** TASK REQUIREMENTS **
Return every line of the records below verbatim, leaving out the pictures.

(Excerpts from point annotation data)
• • • •
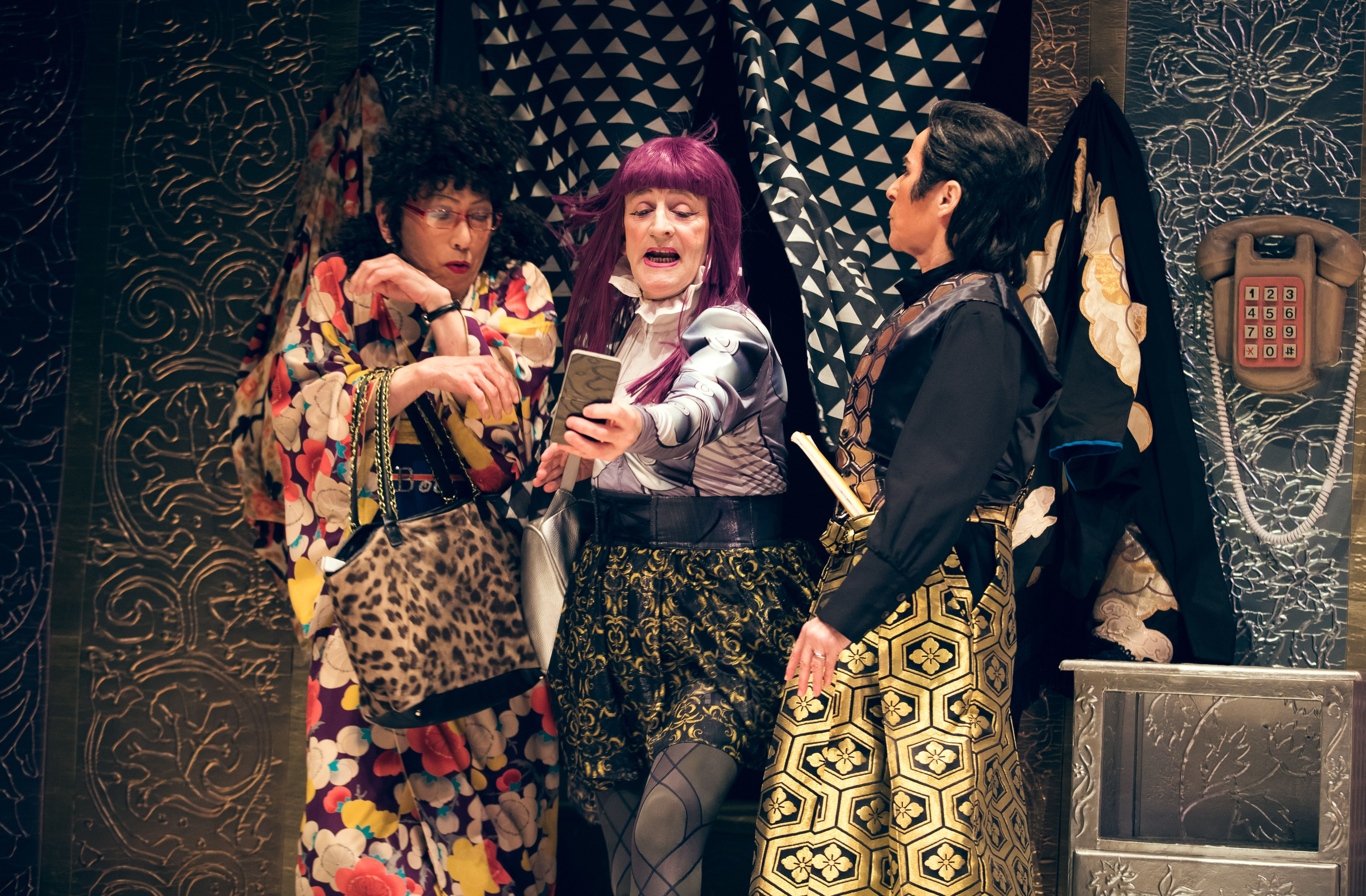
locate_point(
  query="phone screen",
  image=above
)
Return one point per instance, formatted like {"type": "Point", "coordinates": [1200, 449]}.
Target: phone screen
{"type": "Point", "coordinates": [589, 379]}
• • • •
** REPLY **
locate_point(
  query="phone screen",
  image=above
)
Return one point per instance, formatted like {"type": "Point", "coordinates": [1200, 449]}.
Target: phone screen
{"type": "Point", "coordinates": [589, 379]}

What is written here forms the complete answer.